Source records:
[Start of Attachment]
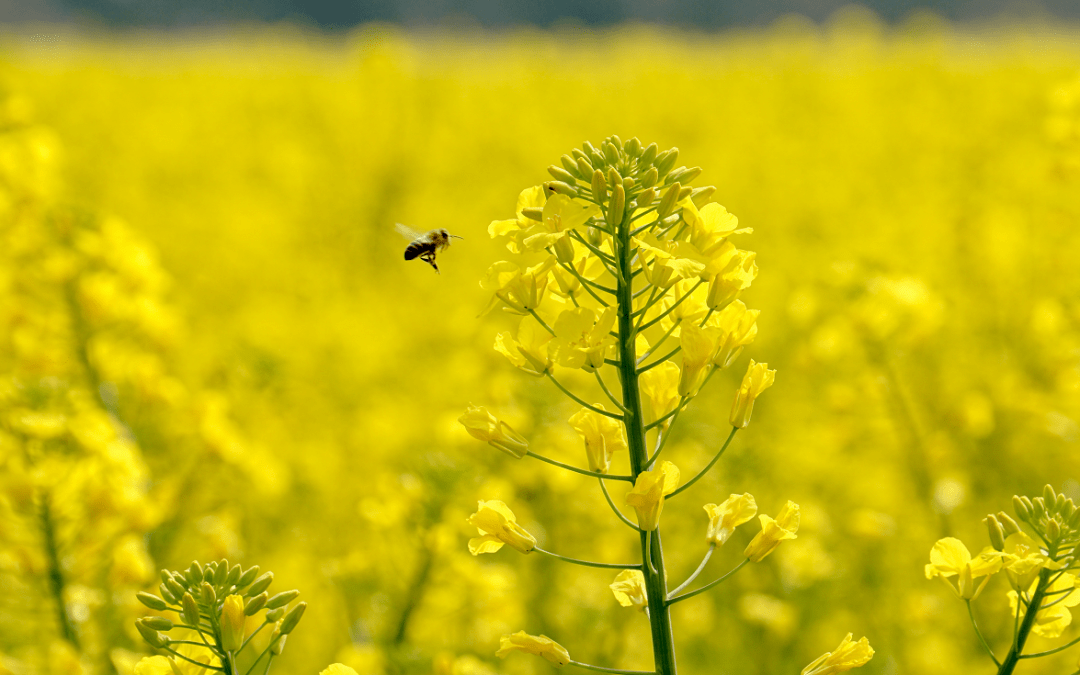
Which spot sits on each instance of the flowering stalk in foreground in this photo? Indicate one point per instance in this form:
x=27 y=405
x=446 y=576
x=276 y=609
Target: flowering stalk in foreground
x=212 y=604
x=631 y=277
x=1038 y=570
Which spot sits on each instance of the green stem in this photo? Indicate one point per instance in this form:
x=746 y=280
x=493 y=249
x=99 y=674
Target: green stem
x=710 y=584
x=1025 y=628
x=610 y=670
x=579 y=401
x=583 y=472
x=615 y=508
x=652 y=568
x=710 y=466
x=979 y=633
x=589 y=563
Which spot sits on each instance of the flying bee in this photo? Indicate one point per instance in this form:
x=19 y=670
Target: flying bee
x=424 y=245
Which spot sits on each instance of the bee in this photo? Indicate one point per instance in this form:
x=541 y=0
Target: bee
x=424 y=245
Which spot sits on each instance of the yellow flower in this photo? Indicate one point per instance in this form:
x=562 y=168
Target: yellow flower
x=725 y=518
x=338 y=669
x=629 y=589
x=232 y=622
x=582 y=340
x=699 y=345
x=1052 y=621
x=659 y=390
x=949 y=557
x=520 y=291
x=1023 y=558
x=738 y=327
x=603 y=435
x=773 y=531
x=485 y=427
x=528 y=351
x=849 y=655
x=498 y=526
x=540 y=645
x=647 y=496
x=757 y=379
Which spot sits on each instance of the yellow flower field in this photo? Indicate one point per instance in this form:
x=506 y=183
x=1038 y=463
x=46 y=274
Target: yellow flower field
x=212 y=348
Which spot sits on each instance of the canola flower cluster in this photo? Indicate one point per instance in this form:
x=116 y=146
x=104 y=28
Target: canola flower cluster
x=637 y=274
x=913 y=188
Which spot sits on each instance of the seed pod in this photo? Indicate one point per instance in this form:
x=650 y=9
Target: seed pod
x=189 y=610
x=282 y=598
x=561 y=188
x=617 y=205
x=599 y=186
x=534 y=213
x=648 y=154
x=669 y=201
x=293 y=618
x=561 y=174
x=247 y=577
x=260 y=584
x=996 y=531
x=570 y=165
x=255 y=604
x=151 y=601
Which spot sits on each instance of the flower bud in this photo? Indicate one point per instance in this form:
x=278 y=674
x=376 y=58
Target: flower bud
x=648 y=154
x=282 y=598
x=570 y=165
x=617 y=205
x=1010 y=526
x=288 y=623
x=247 y=577
x=189 y=610
x=260 y=584
x=599 y=187
x=558 y=187
x=996 y=531
x=151 y=601
x=232 y=623
x=669 y=201
x=151 y=636
x=561 y=174
x=255 y=604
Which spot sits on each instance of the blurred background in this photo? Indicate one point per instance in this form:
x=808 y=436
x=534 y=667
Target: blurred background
x=212 y=348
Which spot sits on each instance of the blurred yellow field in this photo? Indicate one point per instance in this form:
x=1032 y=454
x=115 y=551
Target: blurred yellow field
x=212 y=347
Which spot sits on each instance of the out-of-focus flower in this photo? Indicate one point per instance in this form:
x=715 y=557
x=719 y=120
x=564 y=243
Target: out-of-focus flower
x=483 y=426
x=629 y=589
x=724 y=518
x=498 y=525
x=849 y=655
x=647 y=496
x=949 y=557
x=773 y=531
x=540 y=645
x=757 y=379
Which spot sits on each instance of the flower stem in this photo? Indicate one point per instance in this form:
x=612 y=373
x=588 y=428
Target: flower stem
x=575 y=469
x=589 y=563
x=663 y=642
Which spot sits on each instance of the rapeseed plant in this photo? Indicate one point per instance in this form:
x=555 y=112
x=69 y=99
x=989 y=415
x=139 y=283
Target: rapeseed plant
x=648 y=283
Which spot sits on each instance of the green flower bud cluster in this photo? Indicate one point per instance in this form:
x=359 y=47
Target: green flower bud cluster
x=1053 y=516
x=213 y=602
x=621 y=176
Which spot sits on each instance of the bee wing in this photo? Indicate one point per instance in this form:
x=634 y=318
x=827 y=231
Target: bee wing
x=407 y=232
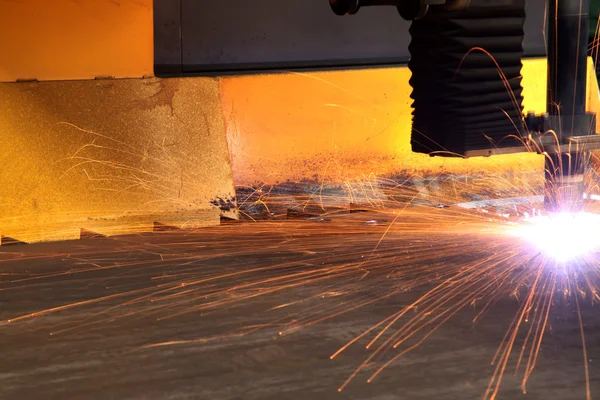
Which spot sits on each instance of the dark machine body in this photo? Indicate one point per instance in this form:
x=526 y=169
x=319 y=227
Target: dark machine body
x=467 y=94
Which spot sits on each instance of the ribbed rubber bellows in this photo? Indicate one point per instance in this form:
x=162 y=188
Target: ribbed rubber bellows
x=466 y=77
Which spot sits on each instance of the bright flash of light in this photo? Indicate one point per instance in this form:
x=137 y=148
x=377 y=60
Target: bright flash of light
x=562 y=236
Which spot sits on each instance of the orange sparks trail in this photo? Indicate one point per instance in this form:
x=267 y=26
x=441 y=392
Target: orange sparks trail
x=335 y=263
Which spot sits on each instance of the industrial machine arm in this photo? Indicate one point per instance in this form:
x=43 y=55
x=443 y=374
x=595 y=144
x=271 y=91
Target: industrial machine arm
x=467 y=94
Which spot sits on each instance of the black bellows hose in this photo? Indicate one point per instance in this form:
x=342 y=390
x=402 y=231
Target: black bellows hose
x=466 y=77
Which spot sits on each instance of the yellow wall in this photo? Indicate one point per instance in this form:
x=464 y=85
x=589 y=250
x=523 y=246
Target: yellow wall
x=111 y=156
x=75 y=39
x=334 y=126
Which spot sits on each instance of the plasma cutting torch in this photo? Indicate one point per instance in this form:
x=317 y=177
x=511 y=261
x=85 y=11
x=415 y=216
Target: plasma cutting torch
x=467 y=94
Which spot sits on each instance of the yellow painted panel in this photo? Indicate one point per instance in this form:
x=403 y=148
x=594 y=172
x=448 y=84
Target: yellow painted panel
x=67 y=39
x=111 y=156
x=335 y=126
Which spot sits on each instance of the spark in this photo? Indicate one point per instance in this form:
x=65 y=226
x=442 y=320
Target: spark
x=562 y=236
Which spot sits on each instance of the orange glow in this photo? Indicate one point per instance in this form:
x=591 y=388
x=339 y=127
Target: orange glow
x=65 y=39
x=334 y=126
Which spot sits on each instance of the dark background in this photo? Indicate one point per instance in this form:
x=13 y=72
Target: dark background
x=204 y=36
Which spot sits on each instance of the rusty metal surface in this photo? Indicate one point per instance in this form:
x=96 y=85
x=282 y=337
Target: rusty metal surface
x=110 y=154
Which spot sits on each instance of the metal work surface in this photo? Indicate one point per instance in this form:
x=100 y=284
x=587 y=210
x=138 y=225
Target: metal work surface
x=96 y=346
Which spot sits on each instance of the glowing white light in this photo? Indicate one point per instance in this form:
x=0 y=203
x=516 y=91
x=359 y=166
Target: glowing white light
x=562 y=236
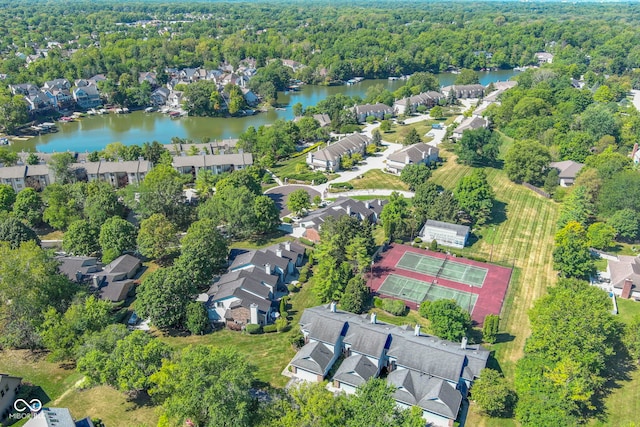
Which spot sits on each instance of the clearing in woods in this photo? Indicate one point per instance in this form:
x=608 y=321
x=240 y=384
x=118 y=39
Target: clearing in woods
x=521 y=235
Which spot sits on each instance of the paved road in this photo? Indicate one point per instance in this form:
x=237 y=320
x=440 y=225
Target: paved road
x=636 y=99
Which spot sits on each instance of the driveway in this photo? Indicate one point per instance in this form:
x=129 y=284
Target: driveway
x=280 y=195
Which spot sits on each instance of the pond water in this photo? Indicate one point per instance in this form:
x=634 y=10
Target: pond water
x=94 y=133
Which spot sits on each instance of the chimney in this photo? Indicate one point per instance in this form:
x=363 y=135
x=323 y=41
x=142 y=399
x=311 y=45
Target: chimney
x=626 y=289
x=253 y=308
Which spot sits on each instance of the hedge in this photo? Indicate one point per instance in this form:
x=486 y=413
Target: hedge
x=253 y=329
x=394 y=306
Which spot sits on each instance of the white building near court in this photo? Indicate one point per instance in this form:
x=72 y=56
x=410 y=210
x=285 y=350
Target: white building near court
x=445 y=233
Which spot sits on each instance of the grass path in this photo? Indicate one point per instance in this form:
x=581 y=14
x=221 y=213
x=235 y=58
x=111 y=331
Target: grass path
x=523 y=239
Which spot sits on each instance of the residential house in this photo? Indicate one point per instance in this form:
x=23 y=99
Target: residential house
x=379 y=111
x=13 y=176
x=57 y=417
x=189 y=74
x=160 y=96
x=87 y=96
x=469 y=123
x=9 y=387
x=148 y=76
x=463 y=91
x=118 y=174
x=243 y=297
x=38 y=176
x=445 y=233
x=369 y=211
x=115 y=282
x=250 y=97
x=415 y=154
x=424 y=370
x=24 y=89
x=216 y=163
x=175 y=99
x=567 y=171
x=328 y=158
x=78 y=269
x=410 y=105
x=294 y=65
x=543 y=58
x=323 y=119
x=624 y=274
x=38 y=103
x=249 y=292
x=57 y=84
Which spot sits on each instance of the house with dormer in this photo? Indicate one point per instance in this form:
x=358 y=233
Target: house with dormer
x=415 y=154
x=87 y=96
x=379 y=111
x=425 y=371
x=328 y=158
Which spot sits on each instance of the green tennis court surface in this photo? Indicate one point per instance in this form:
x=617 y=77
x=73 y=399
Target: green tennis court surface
x=445 y=268
x=417 y=291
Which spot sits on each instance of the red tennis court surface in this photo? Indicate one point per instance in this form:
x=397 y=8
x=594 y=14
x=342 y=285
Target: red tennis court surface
x=490 y=296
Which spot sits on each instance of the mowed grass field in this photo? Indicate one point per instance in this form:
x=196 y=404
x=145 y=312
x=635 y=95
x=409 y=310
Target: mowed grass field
x=375 y=179
x=522 y=236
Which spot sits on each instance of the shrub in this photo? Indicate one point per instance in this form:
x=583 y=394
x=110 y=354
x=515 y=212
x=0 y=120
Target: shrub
x=424 y=308
x=281 y=324
x=304 y=274
x=394 y=306
x=342 y=185
x=297 y=340
x=269 y=329
x=253 y=329
x=306 y=241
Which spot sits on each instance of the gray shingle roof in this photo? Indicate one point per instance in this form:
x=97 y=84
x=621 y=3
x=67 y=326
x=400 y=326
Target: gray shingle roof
x=425 y=391
x=350 y=144
x=313 y=357
x=461 y=230
x=567 y=169
x=355 y=370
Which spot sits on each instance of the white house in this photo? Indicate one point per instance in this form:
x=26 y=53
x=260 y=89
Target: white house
x=445 y=233
x=424 y=370
x=328 y=158
x=415 y=154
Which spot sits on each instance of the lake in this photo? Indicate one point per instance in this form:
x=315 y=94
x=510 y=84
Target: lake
x=94 y=133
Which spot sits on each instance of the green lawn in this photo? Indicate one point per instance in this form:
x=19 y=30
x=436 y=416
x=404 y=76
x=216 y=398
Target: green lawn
x=376 y=179
x=270 y=353
x=399 y=132
x=524 y=227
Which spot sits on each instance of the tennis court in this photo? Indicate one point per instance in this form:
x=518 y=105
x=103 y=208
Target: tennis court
x=417 y=291
x=445 y=268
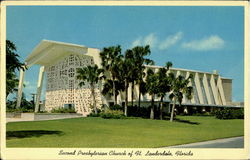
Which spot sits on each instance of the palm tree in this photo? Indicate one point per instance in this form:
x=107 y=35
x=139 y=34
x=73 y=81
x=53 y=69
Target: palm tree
x=91 y=74
x=151 y=82
x=12 y=64
x=127 y=70
x=111 y=58
x=179 y=87
x=163 y=84
x=139 y=59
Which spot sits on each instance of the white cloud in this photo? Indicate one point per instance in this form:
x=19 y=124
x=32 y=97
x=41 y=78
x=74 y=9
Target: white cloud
x=170 y=41
x=150 y=39
x=210 y=43
x=137 y=42
x=154 y=42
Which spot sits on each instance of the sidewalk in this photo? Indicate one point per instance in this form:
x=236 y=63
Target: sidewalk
x=235 y=142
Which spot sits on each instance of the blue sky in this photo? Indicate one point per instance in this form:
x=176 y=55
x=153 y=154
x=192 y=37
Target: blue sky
x=197 y=38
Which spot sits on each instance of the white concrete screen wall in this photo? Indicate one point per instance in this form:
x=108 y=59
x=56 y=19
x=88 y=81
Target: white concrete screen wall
x=60 y=61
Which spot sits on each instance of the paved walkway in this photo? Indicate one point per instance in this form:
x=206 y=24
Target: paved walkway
x=236 y=142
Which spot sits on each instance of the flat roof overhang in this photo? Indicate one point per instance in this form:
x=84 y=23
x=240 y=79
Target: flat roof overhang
x=48 y=51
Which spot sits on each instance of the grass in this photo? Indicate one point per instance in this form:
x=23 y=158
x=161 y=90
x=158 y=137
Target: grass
x=94 y=132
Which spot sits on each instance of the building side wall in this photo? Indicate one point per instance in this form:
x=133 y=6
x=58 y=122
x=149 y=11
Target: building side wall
x=227 y=86
x=208 y=89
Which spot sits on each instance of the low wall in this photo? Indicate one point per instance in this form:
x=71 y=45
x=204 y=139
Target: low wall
x=49 y=116
x=16 y=117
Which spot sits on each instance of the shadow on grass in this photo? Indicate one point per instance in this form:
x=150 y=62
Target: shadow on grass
x=186 y=121
x=30 y=133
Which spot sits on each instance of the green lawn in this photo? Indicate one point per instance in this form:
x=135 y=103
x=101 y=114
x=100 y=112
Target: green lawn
x=132 y=133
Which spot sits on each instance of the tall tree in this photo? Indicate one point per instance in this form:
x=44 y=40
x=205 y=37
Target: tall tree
x=164 y=84
x=151 y=82
x=111 y=58
x=12 y=64
x=91 y=74
x=127 y=70
x=179 y=88
x=140 y=60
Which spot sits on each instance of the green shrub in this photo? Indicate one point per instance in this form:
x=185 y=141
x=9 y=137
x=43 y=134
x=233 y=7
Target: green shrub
x=94 y=115
x=112 y=114
x=23 y=110
x=62 y=110
x=116 y=107
x=229 y=113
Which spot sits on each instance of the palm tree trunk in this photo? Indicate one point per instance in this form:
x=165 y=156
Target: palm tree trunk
x=132 y=93
x=161 y=108
x=152 y=108
x=114 y=93
x=172 y=112
x=93 y=96
x=139 y=101
x=126 y=98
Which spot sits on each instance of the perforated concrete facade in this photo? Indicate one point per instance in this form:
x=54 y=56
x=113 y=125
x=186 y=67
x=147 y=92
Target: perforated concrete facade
x=59 y=62
x=63 y=87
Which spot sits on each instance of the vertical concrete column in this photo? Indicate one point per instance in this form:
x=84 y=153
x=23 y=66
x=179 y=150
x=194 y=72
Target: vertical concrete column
x=39 y=87
x=20 y=88
x=206 y=87
x=198 y=87
x=221 y=91
x=215 y=90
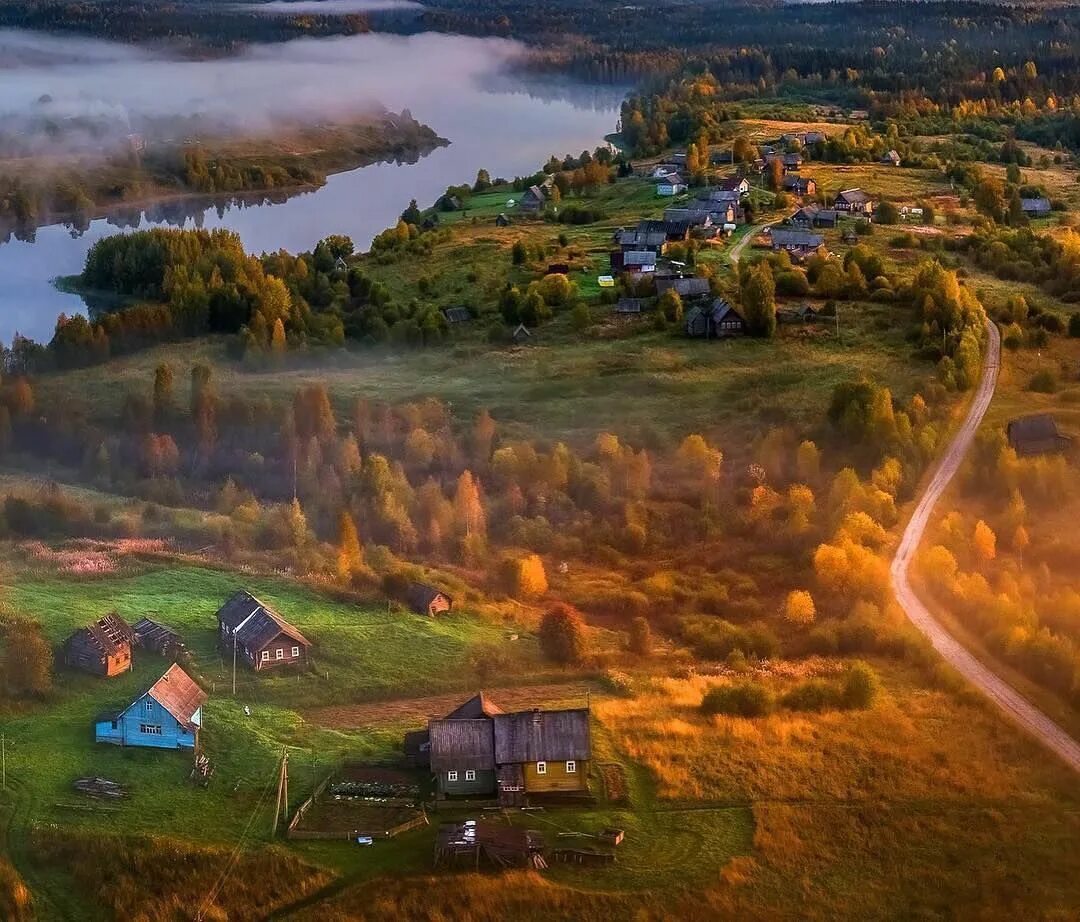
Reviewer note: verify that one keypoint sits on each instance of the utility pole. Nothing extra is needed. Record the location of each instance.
(281, 808)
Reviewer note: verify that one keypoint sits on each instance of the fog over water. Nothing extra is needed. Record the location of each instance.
(458, 85)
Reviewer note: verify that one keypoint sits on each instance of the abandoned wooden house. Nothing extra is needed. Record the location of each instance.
(854, 202)
(687, 288)
(257, 635)
(424, 599)
(534, 199)
(103, 648)
(166, 716)
(478, 750)
(157, 638)
(1036, 207)
(1037, 434)
(715, 321)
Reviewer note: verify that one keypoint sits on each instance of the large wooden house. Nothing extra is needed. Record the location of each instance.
(166, 716)
(103, 648)
(478, 750)
(257, 635)
(1036, 434)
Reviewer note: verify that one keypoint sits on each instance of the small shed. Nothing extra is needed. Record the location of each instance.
[End of Attachment]
> Exercise
Please transcribe exactly the lines above from the line that has "x=1032 y=454" up to and including the line that has "x=564 y=243"; no other line belongs in the answer.

> Answer to this task
x=1032 y=454
x=115 y=551
Target: blurred yellow field
x=212 y=347
Which spot sits on each instance of the out-of-focus flower in this photo? Indicate one point per instance in this form:
x=715 y=557
x=719 y=120
x=564 y=243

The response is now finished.